> [Required actions]
1 > Return the passage of the earnings call transcript between "Well, we have" and "as of today.", inclusive, copied word for word.
2 > Name each person mentioned in the earnings call transcript once, using the fullest form of the name that the transcript gives.

> [Page extract]
Thank you, Nishiyama-san. First of all, this is just our first quarter, so it is too early for us to panic, especially in this segment, NIPSEA, except China, Betek Boya accounts for a larger proportion than before. As I mentioned earlier, in the beginning of the year, we were assuming 5% to 10% growth, and first quarter is seemingly down from that level. It is coming from the interest rate and the market environment. And we must admit that we are facing difficulties, and we need to pay close attention.

Other than that, including Indonesia, we have around 5% in Indonesia. This is reasonable. And to be more specific, Thai Automobile, is it going to be steady, will it may be impacted by the tariff situation. But in other areas, in the decorative area, we believe we do have a stable outlook.

In terms of profit margin, regarding Turkey, for this fiscal year, we were assuming a lower margin on a year-on-year basis. I'm looking at February numbers. So 17.2% was the number last year. So we are slightly below that. But considering that this is an impact only in Turkey, we believe we do not have to be deeply concerned.

Well, we have 9 months left. Of course, we cannot be optimistic. Some things are unforeseeable. Political instability may exist in places like Indonesia, for example. But I believe our business has resilience to such situations, but I think it is too optimistic to say that every part of the business is steady, but at the same time, I honestly don't think that we have to be pessimistic as of today.

Y
Yuta Nishiyama
analyst

I apologize for asking this question just by looking at the Q1 numbers. I understand that there will be fluctuations. But against the annual plan, you believe it is achievable. Is my understanding correct?

Y
Yuichiro Wakatsuki
executive

Yes. That's what I explained at the beginning. Again, conversion into yen-based financial results, that is not controllable, but on a local currency basis, in February, we guided based on the local currency basis. So I believe we are within the manageable limits. Nishiyama-san, did you get my response?

Y
Yuta Nishiyama
analyst

I am sorry. I think I was disconnected.

Y
Yuichiro Wakatsuki
executive

Did I answer your questions? Then let's go to the next.

Operator

The next question is by Yoshida-san of Mizuho Securities.

> [Given records]
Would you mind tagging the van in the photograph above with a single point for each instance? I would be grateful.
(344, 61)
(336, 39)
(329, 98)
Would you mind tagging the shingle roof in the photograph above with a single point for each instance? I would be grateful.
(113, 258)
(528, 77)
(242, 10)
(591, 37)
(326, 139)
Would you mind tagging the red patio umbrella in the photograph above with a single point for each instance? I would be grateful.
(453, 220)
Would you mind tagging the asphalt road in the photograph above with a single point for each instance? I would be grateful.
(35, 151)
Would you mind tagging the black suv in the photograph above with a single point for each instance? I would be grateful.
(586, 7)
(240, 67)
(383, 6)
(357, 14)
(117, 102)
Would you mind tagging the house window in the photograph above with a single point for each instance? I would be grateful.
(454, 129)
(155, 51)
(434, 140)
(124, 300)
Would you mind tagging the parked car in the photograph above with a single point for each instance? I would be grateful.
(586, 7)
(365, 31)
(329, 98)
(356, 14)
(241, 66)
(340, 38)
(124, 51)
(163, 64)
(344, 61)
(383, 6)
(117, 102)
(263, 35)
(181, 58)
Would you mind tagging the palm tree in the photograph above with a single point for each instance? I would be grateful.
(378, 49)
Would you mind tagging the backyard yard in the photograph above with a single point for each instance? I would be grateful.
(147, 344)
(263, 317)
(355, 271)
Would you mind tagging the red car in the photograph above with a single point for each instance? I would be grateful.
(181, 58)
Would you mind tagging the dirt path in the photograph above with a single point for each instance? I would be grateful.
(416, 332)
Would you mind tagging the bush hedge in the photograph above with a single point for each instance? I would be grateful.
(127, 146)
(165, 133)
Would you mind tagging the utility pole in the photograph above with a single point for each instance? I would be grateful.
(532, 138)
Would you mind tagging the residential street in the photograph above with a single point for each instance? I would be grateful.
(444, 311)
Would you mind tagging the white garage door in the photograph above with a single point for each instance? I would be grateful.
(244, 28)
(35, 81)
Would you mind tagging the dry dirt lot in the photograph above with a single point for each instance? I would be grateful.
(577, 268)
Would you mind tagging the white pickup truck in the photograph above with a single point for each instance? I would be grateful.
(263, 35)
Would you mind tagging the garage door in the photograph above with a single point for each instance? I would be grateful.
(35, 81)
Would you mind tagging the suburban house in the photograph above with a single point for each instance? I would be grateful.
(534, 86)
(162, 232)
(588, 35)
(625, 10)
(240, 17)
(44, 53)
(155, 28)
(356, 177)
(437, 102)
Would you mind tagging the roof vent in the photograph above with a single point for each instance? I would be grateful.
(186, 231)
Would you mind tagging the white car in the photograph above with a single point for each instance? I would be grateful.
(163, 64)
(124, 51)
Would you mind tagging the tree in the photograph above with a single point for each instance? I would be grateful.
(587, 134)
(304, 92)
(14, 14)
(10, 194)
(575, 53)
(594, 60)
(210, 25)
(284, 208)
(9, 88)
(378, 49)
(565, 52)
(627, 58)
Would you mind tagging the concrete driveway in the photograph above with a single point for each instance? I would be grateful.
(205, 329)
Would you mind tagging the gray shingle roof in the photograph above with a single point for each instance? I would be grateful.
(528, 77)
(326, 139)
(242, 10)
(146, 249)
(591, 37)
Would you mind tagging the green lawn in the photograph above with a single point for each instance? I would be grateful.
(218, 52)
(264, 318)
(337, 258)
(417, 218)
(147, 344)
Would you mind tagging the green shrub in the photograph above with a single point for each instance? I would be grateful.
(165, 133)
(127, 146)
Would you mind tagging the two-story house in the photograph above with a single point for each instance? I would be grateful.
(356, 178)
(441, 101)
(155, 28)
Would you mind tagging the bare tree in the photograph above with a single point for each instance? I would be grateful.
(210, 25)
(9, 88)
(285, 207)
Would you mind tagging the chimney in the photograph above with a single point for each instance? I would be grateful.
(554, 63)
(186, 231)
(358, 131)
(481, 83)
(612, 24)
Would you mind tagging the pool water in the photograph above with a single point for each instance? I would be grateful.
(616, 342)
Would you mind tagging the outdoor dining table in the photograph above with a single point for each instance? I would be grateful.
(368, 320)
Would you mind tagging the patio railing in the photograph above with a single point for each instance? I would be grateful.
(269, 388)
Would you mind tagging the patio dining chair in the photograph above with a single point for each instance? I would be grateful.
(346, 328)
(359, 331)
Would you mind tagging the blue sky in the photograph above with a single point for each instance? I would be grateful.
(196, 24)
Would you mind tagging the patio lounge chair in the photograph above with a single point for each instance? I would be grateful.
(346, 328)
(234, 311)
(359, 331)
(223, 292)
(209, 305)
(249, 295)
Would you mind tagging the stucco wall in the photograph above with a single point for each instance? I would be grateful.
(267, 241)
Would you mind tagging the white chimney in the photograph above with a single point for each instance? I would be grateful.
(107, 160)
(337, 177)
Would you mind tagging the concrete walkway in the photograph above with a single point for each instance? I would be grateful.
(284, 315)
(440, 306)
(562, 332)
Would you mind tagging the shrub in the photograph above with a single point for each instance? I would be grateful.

> [Expected outputs]
1 >
Well, we have 9 months left. Of course, we cannot be optimistic. Some things are unforeseeable. Political instability may exist in places like Indonesia, for example. But I believe our business has resilience to such situations, but I think it is too optimistic to say that every part of the business is steady, but at the same time, I honestly don't think that we have to be pessimistic as of today.

2 >
Yuta Nishiyama
Yuichiro Wakatsuki
Yoshida